# Text shown
There are several posts by Jeff and others talking about these comparisons. I can't remember one specific to Taiwanese boats - so I'm interested in this conversation. I'll add it to the "Salt's Thread" as well. That thread is just a great place to put together the best posts so you don't have to dig forever for the info and so these guys don't have to answer questions repeatedly.

There was also a great discussion in the "Production Boats and the Limits" thread where these guys helped define the bluewater versus coastal cruiser issue a bit.

Happy hunting.


----------



## blackjenner (Feb 5, 2010)

smackdaddy said:


> black, check out this thread:
> 
> *The Salt's Corner Table*
> 
> ...


Thanks for the point, Smack and to Jeff for the comprehensive post in Salt's corner. I started reading it yesterday and am trying to finish it up today.


----------



## hardin45lover (May 6, 2010)

your welcome to come see mine anytime and talk SAVE THE HARDINS
Capt.Joseph


----------



## Winn (Mar 9, 2010)

# Prompt 1
Answer these from the boat forum thread:
(a) To which thread does the first poster plan to add this conversation?
(b) In which thread did a discussion help define the bluewater versus coastal cruiser issue?
(c) What name appears at the end of the post by hardin45lover?
# Prompt 2
Please transcribe the part of the boat forum thread that opens with the words containing "There are several" and closes with "issue a bit.".
# Prompt 3
Write the next part of the boat forum thread, picking up after its last line.
The records that come next are separate material, unrelated to the boat forum thread.

# Raw records
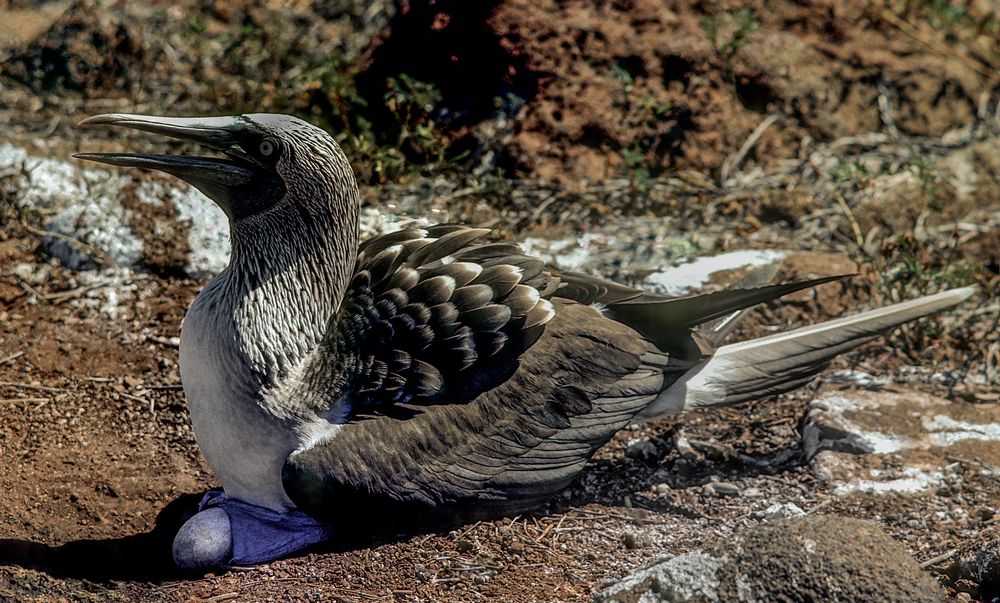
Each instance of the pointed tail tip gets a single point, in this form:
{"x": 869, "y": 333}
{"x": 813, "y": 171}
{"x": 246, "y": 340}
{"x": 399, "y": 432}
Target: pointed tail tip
{"x": 957, "y": 295}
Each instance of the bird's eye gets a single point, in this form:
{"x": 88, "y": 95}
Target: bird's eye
{"x": 268, "y": 147}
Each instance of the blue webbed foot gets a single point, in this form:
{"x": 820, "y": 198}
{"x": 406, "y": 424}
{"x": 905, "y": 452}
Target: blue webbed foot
{"x": 229, "y": 532}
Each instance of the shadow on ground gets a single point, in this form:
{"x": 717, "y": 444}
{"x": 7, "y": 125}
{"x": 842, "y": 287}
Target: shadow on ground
{"x": 140, "y": 557}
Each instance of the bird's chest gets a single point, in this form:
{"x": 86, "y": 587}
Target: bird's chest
{"x": 245, "y": 444}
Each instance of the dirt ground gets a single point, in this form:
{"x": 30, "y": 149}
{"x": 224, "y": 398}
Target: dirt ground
{"x": 100, "y": 464}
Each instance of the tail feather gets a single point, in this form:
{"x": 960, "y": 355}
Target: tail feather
{"x": 771, "y": 365}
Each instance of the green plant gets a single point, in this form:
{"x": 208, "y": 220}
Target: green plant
{"x": 849, "y": 171}
{"x": 730, "y": 31}
{"x": 412, "y": 103}
{"x": 637, "y": 169}
{"x": 930, "y": 181}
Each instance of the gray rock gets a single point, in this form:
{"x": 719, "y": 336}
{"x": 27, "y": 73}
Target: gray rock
{"x": 687, "y": 577}
{"x": 782, "y": 511}
{"x": 806, "y": 558}
{"x": 978, "y": 560}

# Written reply 1
(a) The "Salt's Thread"
(b) The "Production Boats and the Limits" thread
(c) Capt.Joseph

# Written reply 2
There are several posts by Jeff and others talking about these comparisons. I can't remember one specific to Taiwanese boats - so I'm interested in this conversation. I'll add it to the "Salt's Thread" as well. That thread is just a great place to put together the best posts so you don't have to dig forever for the info and so these guys don't have to answer questions repeatedly.

There was also a great discussion in the "Production Boats and the Limits" thread where these guys helped define the bluewater versus coastal cruiser issue a bit.

# Written reply 3
*Come see mine, too...*



hardin45lover said:


> your welcome to come see mine anytime and talk SAVE THE HARDINS
> Capt.Joseph


Black, you are welcome to come see my Hardin 44 anytime, and my arm doesn't have to get twisted to take a ride. I may not have as much sailing experience as some, but I may have a better time. I would compare the Hardin to performance sailboats like an Austin Healey to a Chevy Corvette. The boat has soul and character. I have never had a bad ride in the boat, ever. I take it out several times a week. It may not win a race, but she's not slow either. It's good to ask ask people their opinions on boats, but you will never know unless you go out on it, touch it, feel it, smell it. I don't like my Hardin, I love it. All boats have issues, find one you can fall in love with.

Winn


----------



## Winn (Mar 9, 2010)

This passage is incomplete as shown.